┌────────

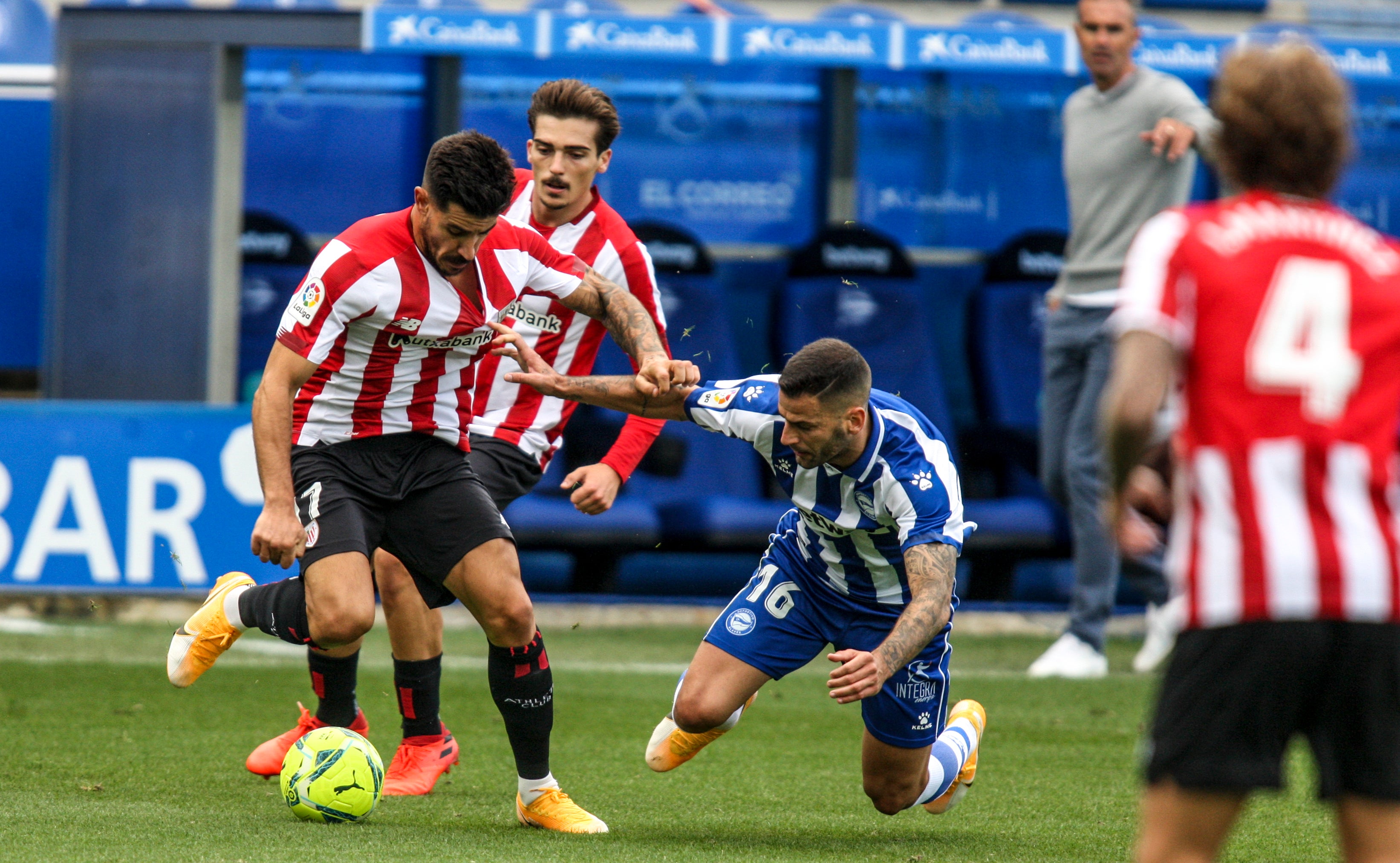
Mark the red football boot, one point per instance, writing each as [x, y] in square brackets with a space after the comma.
[266, 760]
[419, 763]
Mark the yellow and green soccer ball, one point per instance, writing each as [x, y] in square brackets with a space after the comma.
[332, 775]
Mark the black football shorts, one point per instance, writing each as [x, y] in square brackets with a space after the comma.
[505, 470]
[413, 495]
[1234, 697]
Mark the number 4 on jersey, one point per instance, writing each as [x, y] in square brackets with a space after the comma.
[1302, 338]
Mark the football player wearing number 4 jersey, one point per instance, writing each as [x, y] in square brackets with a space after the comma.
[864, 562]
[1280, 316]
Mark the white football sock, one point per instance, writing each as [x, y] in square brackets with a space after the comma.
[733, 721]
[231, 607]
[947, 757]
[531, 789]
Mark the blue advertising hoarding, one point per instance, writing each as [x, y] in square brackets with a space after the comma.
[1184, 55]
[817, 43]
[989, 49]
[409, 30]
[118, 496]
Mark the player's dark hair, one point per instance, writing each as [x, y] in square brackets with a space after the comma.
[1284, 118]
[831, 371]
[572, 98]
[472, 171]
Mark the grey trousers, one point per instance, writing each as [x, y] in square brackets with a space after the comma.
[1079, 352]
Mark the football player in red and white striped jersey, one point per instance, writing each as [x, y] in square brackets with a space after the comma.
[516, 431]
[1280, 316]
[360, 425]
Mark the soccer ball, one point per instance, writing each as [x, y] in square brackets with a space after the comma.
[332, 775]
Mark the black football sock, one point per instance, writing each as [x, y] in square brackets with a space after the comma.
[279, 610]
[418, 683]
[334, 681]
[524, 691]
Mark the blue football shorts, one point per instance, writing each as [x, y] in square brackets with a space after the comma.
[785, 618]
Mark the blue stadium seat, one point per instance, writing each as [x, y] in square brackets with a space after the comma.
[1007, 325]
[27, 35]
[716, 498]
[857, 285]
[276, 257]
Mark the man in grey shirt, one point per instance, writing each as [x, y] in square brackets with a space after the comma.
[1128, 156]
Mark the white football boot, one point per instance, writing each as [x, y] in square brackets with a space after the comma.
[1070, 656]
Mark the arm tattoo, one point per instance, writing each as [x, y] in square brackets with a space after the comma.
[625, 317]
[930, 569]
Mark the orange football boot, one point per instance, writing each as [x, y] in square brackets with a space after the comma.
[419, 763]
[975, 714]
[670, 747]
[555, 810]
[206, 635]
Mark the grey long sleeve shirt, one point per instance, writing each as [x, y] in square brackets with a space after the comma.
[1114, 180]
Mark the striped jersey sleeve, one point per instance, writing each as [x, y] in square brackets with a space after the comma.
[919, 487]
[338, 289]
[1155, 293]
[742, 408]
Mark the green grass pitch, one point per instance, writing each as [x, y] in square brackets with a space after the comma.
[106, 761]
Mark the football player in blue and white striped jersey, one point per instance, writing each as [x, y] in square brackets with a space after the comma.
[864, 561]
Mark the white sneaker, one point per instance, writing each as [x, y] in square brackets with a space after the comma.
[1070, 656]
[1163, 624]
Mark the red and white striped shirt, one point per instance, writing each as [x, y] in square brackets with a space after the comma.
[394, 339]
[1287, 316]
[566, 339]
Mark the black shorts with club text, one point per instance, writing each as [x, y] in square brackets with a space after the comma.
[1234, 697]
[413, 495]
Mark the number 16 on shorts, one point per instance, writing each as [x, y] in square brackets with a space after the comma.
[779, 603]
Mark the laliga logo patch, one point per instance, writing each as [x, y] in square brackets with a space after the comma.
[307, 300]
[919, 672]
[717, 398]
[741, 621]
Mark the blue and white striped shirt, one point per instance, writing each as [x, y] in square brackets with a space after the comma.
[849, 529]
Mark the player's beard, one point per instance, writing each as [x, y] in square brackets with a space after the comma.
[448, 265]
[835, 446]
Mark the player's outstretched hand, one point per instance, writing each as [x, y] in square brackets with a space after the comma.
[658, 374]
[1169, 135]
[534, 371]
[859, 676]
[594, 488]
[279, 537]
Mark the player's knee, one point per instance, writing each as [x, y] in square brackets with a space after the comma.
[695, 714]
[342, 627]
[510, 623]
[888, 799]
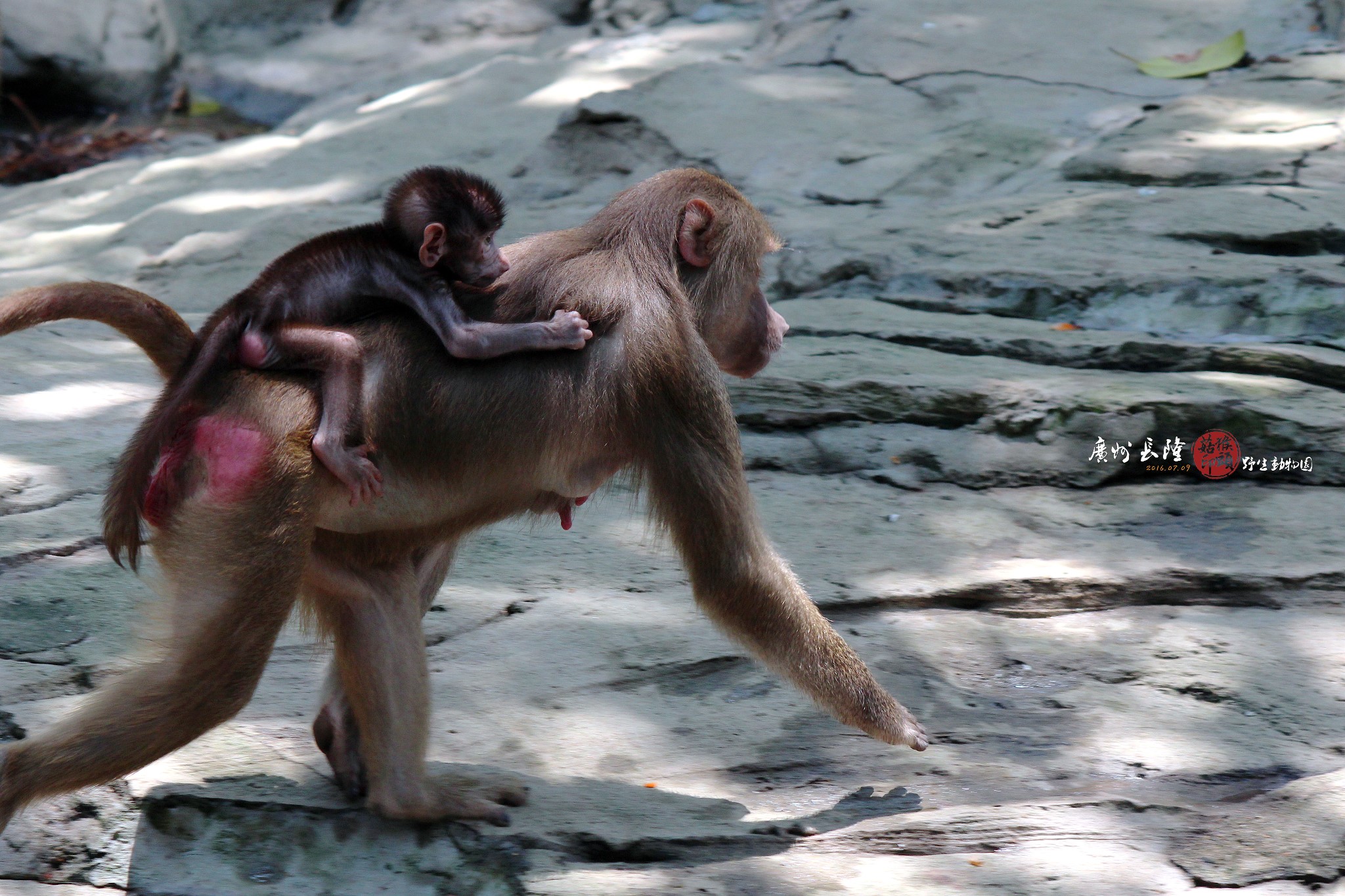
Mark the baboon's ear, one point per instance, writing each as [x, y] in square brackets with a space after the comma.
[693, 237]
[435, 245]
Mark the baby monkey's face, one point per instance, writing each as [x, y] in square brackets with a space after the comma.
[479, 263]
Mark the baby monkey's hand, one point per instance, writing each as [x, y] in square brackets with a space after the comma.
[569, 330]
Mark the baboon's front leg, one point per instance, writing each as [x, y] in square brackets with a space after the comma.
[335, 730]
[374, 612]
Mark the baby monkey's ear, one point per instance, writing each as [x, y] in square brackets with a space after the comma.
[435, 245]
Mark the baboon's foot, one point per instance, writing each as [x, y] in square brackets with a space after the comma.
[898, 727]
[500, 789]
[441, 802]
[338, 736]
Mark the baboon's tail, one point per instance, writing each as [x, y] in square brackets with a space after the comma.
[158, 330]
[123, 507]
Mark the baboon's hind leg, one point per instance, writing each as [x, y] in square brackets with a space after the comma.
[232, 563]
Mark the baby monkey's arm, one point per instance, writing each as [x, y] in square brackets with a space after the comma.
[471, 339]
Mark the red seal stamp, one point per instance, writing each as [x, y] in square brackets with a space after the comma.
[1216, 454]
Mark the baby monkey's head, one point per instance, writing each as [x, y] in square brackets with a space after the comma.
[449, 218]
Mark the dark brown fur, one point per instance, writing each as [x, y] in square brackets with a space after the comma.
[439, 227]
[669, 272]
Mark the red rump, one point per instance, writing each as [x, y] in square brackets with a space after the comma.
[233, 452]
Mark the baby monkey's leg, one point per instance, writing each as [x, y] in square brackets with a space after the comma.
[337, 356]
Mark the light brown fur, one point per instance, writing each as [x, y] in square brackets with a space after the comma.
[667, 274]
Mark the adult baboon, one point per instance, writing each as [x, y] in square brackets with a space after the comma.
[667, 276]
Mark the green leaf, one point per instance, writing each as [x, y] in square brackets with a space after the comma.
[202, 105]
[1225, 54]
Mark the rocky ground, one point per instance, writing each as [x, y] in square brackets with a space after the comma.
[1003, 246]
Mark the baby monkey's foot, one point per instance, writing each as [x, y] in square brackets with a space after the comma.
[568, 331]
[353, 468]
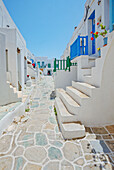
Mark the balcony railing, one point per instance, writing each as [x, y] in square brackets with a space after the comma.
[79, 47]
[63, 64]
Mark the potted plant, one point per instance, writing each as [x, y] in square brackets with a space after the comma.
[102, 33]
[99, 51]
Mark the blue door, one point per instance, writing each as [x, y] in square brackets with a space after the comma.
[92, 18]
[111, 15]
[93, 42]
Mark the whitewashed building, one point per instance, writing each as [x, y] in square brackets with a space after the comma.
[89, 100]
[13, 59]
[45, 64]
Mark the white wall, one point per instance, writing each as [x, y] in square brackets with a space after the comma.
[84, 27]
[64, 78]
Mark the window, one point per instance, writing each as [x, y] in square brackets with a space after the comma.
[49, 65]
[42, 63]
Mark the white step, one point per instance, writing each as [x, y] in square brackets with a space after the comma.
[77, 95]
[71, 105]
[72, 130]
[62, 113]
[84, 87]
[88, 79]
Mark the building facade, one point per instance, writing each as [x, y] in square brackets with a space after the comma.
[45, 64]
[13, 57]
[96, 11]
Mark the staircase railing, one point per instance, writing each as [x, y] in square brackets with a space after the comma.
[63, 64]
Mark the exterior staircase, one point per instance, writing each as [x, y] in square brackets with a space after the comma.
[68, 104]
[88, 100]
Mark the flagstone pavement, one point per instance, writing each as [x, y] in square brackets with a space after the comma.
[36, 142]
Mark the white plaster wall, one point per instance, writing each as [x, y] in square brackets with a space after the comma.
[14, 41]
[64, 78]
[31, 71]
[84, 28]
[99, 109]
[7, 94]
[12, 53]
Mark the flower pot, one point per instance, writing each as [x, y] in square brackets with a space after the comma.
[105, 41]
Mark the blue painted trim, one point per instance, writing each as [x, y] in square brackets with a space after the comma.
[111, 9]
[77, 49]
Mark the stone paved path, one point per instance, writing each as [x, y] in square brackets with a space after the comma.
[36, 142]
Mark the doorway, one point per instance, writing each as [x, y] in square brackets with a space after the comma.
[92, 29]
[49, 73]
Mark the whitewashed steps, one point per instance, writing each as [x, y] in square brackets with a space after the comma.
[71, 105]
[72, 130]
[62, 113]
[83, 87]
[77, 95]
[68, 123]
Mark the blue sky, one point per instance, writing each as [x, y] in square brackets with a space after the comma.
[46, 25]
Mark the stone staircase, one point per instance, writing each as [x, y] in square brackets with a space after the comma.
[68, 104]
[88, 101]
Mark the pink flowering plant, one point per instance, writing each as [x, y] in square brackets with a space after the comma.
[102, 33]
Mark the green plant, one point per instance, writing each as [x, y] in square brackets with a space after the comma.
[27, 110]
[55, 111]
[102, 33]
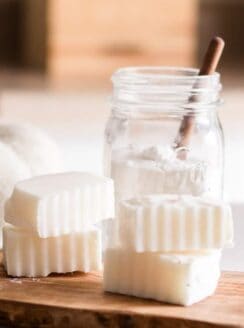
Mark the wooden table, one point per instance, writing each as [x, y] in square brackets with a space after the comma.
[77, 300]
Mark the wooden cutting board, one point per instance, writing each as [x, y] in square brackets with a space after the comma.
[77, 300]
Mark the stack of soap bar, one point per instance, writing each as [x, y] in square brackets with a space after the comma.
[174, 278]
[26, 254]
[167, 248]
[175, 223]
[50, 224]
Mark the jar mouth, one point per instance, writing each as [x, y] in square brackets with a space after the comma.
[165, 87]
[157, 74]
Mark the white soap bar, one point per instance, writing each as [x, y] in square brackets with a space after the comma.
[57, 204]
[173, 278]
[174, 223]
[26, 254]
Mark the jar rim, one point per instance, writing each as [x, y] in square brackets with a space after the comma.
[145, 74]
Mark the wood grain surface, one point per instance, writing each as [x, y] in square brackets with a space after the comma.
[77, 300]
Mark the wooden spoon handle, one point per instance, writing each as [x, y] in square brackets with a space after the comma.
[209, 65]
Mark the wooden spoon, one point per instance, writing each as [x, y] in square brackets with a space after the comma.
[209, 65]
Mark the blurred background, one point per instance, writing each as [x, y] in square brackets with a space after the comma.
[57, 56]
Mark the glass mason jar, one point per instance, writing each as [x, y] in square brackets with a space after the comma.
[164, 134]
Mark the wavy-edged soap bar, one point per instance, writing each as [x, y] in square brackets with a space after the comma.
[28, 255]
[173, 278]
[58, 204]
[174, 223]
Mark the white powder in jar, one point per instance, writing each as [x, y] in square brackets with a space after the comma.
[138, 171]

└────────

→ PROMPT:
Please copy the lines word for word, from the very first one through the line containing "[1079, 352]", inclusive, and leave the pictures out.

→ THE OUTPUT:
Mark the red football boot, one point per instance, writing each as [x, y] in square brackets with a space after the comma.
[266, 760]
[419, 763]
Mark the yellow and green soccer ball, one point per instance, writing each as [x, y] in square brackets with a space after the comma.
[332, 775]
Mark the black football shorts, one point per instance, writing each as [x, y] in square brackets with a space after the comma.
[505, 470]
[413, 495]
[1234, 697]
Mark the number 4 on jersey, one point per instance, writing each as [x, y] in square brackets with a space after the comma.
[1302, 338]
Mark the football player wearing number 4 jersey, one point per instance, writing each as [x, y] in square brackets with a space after the comma.
[864, 562]
[1280, 316]
Mark the white football sock, one point per instance, writing each as [x, y] in square brackets with a space after the comma.
[733, 721]
[231, 607]
[947, 757]
[531, 789]
Mark the blue advertising hoarding, one point per instance, writing each as [x, y] in square brackets with a space after the comma.
[1184, 55]
[817, 43]
[989, 49]
[409, 30]
[118, 496]
Mark the player's dark hair, one point per instance, writing each as [x, y] in square brackets with a space after the comma.
[1284, 118]
[831, 371]
[572, 98]
[472, 171]
Mark the grey trousers, one point per instance, writing each as [x, y] in square brackets with a space after the comma.
[1079, 352]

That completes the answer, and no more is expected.